• [REQUIREMENT]:
Please repeat every line below exactly, from the first to the last.

Referring expression data

:::::

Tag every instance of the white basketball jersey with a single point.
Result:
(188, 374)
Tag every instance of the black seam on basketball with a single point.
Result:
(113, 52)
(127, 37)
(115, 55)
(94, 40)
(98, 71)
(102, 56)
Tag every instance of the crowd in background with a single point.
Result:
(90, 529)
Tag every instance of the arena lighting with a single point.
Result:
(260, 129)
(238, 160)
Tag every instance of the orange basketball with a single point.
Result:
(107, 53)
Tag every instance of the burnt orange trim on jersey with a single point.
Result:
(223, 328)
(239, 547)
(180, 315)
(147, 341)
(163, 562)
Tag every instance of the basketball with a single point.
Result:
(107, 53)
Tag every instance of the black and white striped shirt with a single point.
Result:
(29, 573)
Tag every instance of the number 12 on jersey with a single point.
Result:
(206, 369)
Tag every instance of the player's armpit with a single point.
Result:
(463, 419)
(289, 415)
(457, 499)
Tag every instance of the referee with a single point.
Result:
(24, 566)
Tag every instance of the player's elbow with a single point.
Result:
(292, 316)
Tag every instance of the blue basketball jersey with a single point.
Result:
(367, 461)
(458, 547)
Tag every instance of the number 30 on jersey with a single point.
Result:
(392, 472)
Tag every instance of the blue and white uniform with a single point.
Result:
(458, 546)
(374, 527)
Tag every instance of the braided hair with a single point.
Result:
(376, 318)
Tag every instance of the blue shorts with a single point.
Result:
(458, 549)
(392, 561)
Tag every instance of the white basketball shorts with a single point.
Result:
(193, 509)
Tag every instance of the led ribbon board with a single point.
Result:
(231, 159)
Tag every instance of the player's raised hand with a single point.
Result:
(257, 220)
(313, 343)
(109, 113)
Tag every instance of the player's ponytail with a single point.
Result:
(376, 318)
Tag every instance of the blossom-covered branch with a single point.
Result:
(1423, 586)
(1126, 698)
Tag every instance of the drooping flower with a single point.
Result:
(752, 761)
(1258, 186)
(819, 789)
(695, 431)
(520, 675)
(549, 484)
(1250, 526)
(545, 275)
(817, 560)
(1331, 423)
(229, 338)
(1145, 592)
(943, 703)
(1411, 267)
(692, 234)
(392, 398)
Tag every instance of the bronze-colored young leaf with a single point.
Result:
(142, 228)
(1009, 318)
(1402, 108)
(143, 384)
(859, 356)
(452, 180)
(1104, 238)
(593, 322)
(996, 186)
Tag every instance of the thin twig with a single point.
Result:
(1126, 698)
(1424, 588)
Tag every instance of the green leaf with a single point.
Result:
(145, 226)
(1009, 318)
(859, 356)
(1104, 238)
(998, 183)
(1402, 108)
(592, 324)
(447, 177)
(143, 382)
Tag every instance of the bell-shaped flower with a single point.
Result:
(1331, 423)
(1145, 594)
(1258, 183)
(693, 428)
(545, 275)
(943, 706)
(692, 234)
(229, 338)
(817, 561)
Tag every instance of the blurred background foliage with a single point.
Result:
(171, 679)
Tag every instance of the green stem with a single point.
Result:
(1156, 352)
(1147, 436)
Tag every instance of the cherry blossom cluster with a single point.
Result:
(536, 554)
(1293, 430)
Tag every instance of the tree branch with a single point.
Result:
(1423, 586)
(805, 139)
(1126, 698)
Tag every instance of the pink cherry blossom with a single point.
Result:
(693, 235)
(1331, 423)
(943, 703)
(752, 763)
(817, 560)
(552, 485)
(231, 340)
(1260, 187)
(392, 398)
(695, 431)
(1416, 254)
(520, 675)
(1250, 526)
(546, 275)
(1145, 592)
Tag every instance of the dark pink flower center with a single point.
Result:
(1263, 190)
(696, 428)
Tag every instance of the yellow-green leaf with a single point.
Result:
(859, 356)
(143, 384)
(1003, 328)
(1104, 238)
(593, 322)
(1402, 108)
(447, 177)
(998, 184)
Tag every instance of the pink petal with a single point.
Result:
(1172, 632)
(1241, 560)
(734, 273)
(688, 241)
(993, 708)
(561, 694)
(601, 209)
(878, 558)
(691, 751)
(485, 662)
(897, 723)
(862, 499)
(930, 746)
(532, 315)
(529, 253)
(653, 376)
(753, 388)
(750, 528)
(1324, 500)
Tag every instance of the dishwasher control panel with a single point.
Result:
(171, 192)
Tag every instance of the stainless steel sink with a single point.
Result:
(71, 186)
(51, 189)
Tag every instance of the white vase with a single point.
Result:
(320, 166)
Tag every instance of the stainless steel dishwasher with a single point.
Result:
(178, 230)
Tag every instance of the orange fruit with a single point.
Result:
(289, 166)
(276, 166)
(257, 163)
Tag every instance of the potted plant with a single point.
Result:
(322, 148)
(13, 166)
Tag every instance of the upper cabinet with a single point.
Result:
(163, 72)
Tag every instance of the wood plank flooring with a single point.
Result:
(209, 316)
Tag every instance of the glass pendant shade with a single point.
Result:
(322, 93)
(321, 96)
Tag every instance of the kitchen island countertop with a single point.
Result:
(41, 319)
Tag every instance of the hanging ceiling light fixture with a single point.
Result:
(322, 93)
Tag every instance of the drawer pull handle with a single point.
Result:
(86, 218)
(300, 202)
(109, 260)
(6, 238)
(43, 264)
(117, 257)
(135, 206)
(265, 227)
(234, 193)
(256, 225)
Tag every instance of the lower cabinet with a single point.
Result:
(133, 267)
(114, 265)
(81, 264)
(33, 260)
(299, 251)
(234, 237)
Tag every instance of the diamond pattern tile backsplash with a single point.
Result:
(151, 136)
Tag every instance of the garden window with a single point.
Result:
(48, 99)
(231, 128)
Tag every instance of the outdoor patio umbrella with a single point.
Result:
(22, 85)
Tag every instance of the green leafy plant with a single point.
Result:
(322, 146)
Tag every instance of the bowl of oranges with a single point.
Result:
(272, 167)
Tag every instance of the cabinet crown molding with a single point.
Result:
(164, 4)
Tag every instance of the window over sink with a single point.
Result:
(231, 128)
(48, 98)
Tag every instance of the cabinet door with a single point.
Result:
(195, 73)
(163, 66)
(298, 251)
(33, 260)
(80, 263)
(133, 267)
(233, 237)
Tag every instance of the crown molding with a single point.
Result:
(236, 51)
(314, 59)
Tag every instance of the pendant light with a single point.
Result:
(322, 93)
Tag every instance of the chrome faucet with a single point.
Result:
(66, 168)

:::::

• [REPLY TO THE EXERCISE]:
Tag every instance of the white basketball jersey with a single point.
Result:
(188, 374)
Tag every instance of the black seam on basketball with a single point.
Result:
(113, 52)
(127, 37)
(115, 55)
(94, 40)
(98, 71)
(102, 56)
Tag every instance of the crowd in background with a single point.
Result:
(90, 529)
Tag every instance of the arena lighting with a single point.
Result:
(260, 129)
(238, 160)
Tag every instance of the orange basketball with a single point.
Result:
(107, 53)
Tag every instance of the burnt orange trim on jersey with a single point.
Result:
(223, 328)
(239, 547)
(180, 315)
(147, 341)
(163, 562)
Tag every instance of the basketball with a single point.
Result:
(107, 53)
Tag every instance of the black and white striped shirt with a single point.
Result:
(29, 573)
Tag every instance of the number 12 on jersey with a single point.
Result:
(206, 369)
Tag every instance of the player's armpit with a single point.
Result:
(463, 419)
(289, 415)
(457, 499)
Tag every instance of the referee with a single point.
Result:
(24, 566)
Tag every instance of the player's elbow with a single point.
Result:
(292, 316)
Tag every instance of the blue basketball jersey with a single point.
Result:
(367, 461)
(458, 547)
Tag every instance of the number 30 on jersey with a single point.
Result:
(392, 472)
Tag every instance of the blue and white uniform with a single point.
Result:
(458, 546)
(374, 527)
Tag every instance of the braided hair with a single point.
Result:
(376, 318)
Tag every instance of the blue shorts with a single point.
Result:
(458, 549)
(392, 561)
Tag every instance of the white basketball shorts with a single point.
Result:
(193, 509)
Tag every instance of the led ribbon board with a single point.
Result:
(231, 159)
Tag every instance of the player's raised hand with a single point.
Result:
(257, 220)
(313, 343)
(109, 113)
Tag every instance of the player's ponytail with a single point.
Result:
(376, 318)
Tag every instance of the blossom-covered branch with a single point.
Result:
(1423, 586)
(1126, 698)
Tag every instance of the drooping flower with a single point.
Result:
(752, 761)
(1258, 186)
(819, 789)
(695, 431)
(520, 675)
(549, 484)
(1250, 526)
(545, 275)
(817, 560)
(1331, 423)
(229, 338)
(1145, 592)
(943, 703)
(1411, 267)
(692, 234)
(392, 398)
Tag every instance of the bronze-colored young leaf with a single point.
Result:
(142, 228)
(1009, 318)
(1402, 108)
(143, 384)
(859, 356)
(452, 180)
(1104, 238)
(593, 322)
(996, 186)
Tag every instance of the thin twig with a single point.
Result:
(1126, 698)
(1424, 588)
Tag every instance of the green leaf with a single point.
Result:
(145, 226)
(1009, 318)
(859, 356)
(1104, 238)
(998, 183)
(1402, 108)
(592, 324)
(447, 177)
(143, 382)
Tag every instance of the bell-shaped flower with a single point.
Result:
(1331, 423)
(1145, 594)
(1258, 183)
(693, 428)
(545, 275)
(943, 706)
(692, 234)
(229, 338)
(817, 561)
Tag every instance of the blurred background foliage with a single point.
Result:
(171, 679)
Tag every instance of the green stem with a single point.
Result:
(1156, 352)
(1147, 436)
Tag every instance of the cherry blossom cluster with a single point.
Result:
(536, 554)
(1293, 430)
Tag every instance of the tree branch with a single point.
Result:
(1423, 586)
(805, 139)
(1126, 698)
Tag every instance of the pink cherry blossom with a single point.
Result:
(693, 235)
(1331, 423)
(943, 703)
(752, 763)
(817, 560)
(552, 485)
(231, 340)
(1260, 187)
(392, 398)
(695, 431)
(1416, 254)
(520, 675)
(1250, 526)
(546, 275)
(1145, 592)
Tag every instance of the dark pink flower center with a single point.
Result:
(1263, 190)
(696, 428)
Tag every instance of the yellow-green leaf with a single point.
Result:
(859, 356)
(143, 384)
(1003, 328)
(1104, 238)
(593, 322)
(1402, 108)
(447, 177)
(998, 184)
Tag every instance of the pink petal with a single point.
Result:
(1172, 632)
(1241, 560)
(734, 273)
(688, 241)
(993, 708)
(561, 694)
(601, 209)
(878, 558)
(691, 751)
(485, 662)
(897, 723)
(862, 499)
(930, 746)
(532, 315)
(529, 253)
(653, 376)
(753, 388)
(750, 528)
(1324, 500)
Tag every instance of the dishwasher control panel with a single point.
Result:
(171, 192)
Tag every instance of the stainless steel sink with a single point.
Result:
(71, 186)
(51, 189)
Tag every instance of the white vase with a single point.
Result:
(320, 166)
Tag every instance of the stainless steel dishwasher with a single point.
Result:
(178, 230)
Tag every instance of the orange fruit with a single point.
Result:
(289, 166)
(276, 166)
(257, 163)
Tag every instance of the potted plant with a single point.
Result:
(322, 148)
(13, 166)
Tag every instance of the upper cabinet with a single point.
Result:
(163, 72)
Tag every instance of the wood plank flooring with a single point.
Result:
(209, 316)
Tag every instance of the glass pendant shade with a single point.
Result:
(322, 93)
(321, 96)
Tag every instance of the kitchen island countertop with a single point.
Result:
(41, 319)
Tag every instance of the hanging ceiling light fixture with a single point.
Result:
(322, 93)
Tag every instance of the drawer pull handle with a single point.
Result:
(86, 218)
(300, 202)
(109, 260)
(6, 238)
(43, 264)
(117, 257)
(135, 206)
(265, 227)
(234, 193)
(256, 225)
Tag every instance of the lower cabinet with a single point.
Result:
(133, 267)
(114, 265)
(81, 264)
(33, 260)
(299, 251)
(234, 237)
Tag every instance of the diamond pattern tile backsplash with a single point.
Result:
(151, 136)
Tag every instance of the garden window with a single point.
Result:
(48, 99)
(231, 128)
Tag every instance of the outdoor patio umbrella with a single point.
Result:
(22, 85)
Tag every instance of the green leafy plant with a single point.
Result:
(322, 146)
Tag every instance of the bowl of oranges with a single point.
Result:
(272, 167)
Tag every instance of the cabinet crown molding with a single point.
Result:
(164, 4)
Tag every instance of the window over sink with a single point.
Result:
(231, 128)
(48, 98)
Tag every instance of the cabinet door with a single point.
Result:
(195, 73)
(163, 66)
(298, 251)
(33, 260)
(80, 263)
(133, 267)
(233, 237)
Tag every instance of the crown molding with a single point.
Result:
(236, 51)
(314, 59)
Tag every instance of the pendant light with a single point.
Result:
(322, 93)
Tag every instance of the chrome faucet with a single point.
Result:
(66, 168)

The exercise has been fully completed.